Selon le passage extrait consacré à l'arbitrage dans l'espace OHADA, pourquoi l'OHADA a-t-elle adopté en 1999 l'Acte uniforme relatif à l'arbitrage ? Expliquez-le en une à trois phrases.

• _Passage extrait_

..............................

Les Etats membres de l'OHADA - Une avancée importante dans la promotion de l'arbitrage et de la médiation.
Les 23 et 24 novembre 2017, le conseil des ministres de l'Organisation pour
l'harmonisation en Afrique du droit des affaires (OHADA) a adopté trois
nouveaux textes relatifs à l'arbitrage et la médiation : l'Acte uniforme
relatif à l'arbitrage (Acte uniforme), l'Acte uniforme relatif à la médiation
et le règlement d'arbitrage révisé de la Cour commune de justice et
d'arbitrage de l'OHADA (CCJA).
L'OHADA a adopté en 1999, l'Acte uniforme relatif à l'arbitrage
en vue de
venir combler l'écart existant entre les différentes législations applicables
à l'arbitrage dans les dix-sept Etats membres d'Afrique de l'Ouest et du
Centre (1), tout en essayant de promouvoir un cadre
juridique efficace pour l'arbitrage. En effet, l'Acte uniforme est applicable
dès lors que le siège de l'arbitrage est situé dans un des Etats membres (2). Le traité OHADA prévoit également la
possibilité de mettre en œuvre l'arbitrage selon le règlement de la CCJA
(3).
Toutefois, l'Acte uniforme ainsi que règlement de la CCJA présentaient de
nombreuses carences, que ce soit dans leur rôle d'harmonisation des lois et
procédures que dans celui de la promotion de l'arbitrage.
D'après le site internet officiel de l'OHADA, les textes relatifs à
l'arbitrage « tendent à renforcer la transparence, la célérité
et l'efficacité des procédures arbitrales dans l'espace OHADA, mais également
à améliorer l'attractivité du centre d'arbitrage de la CCJA »
afin de renforcer « la confiance des investisseurs locaux et
étrangers, et d'améliorer significativement le climat des affaires dans
l'espace OHADA ». (4)
Le règlement révisé de la CCJA ainsi que l'Acte uniforme contiennent de
nombreuses dispositions innovantes qui tendent à rendre l'arbitrage dans la
zone OHADA plus attractif mais également de faire reconnaître la CCJA comme un
centre d'arbitrage plus attractif dans la région.
Le nouvel Acte uniforme, le règlement de la CCJA ainsi que l'Acte uniforme
relatif à la médiation ont été publiés au Journal officiel de l'OHADA le 15
décembre 2017 et entreront en vigueur le 15 mars 2018.
Un champ d'application étendu
Le champ d'application de l'Acte uniforme a été étendu de deux manières.

..............................

• _Données fournies_
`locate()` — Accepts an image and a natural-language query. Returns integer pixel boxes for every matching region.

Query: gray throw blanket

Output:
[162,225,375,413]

..............................

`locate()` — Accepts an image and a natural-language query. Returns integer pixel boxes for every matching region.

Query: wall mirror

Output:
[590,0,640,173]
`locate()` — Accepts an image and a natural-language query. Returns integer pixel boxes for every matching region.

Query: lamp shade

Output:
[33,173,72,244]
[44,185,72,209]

..............................

• _Corrigé_
L'OHADA a adopté cet Acte uniforme en 1999 afin de combler l'écart entre les différentes législations applicables à l'arbitrage dans les dix-sept États membres d'Afrique de l'Ouest et du Centre. Elle cherchait en même temps à promouvoir un cadre juridique efficace pour l'arbitrage.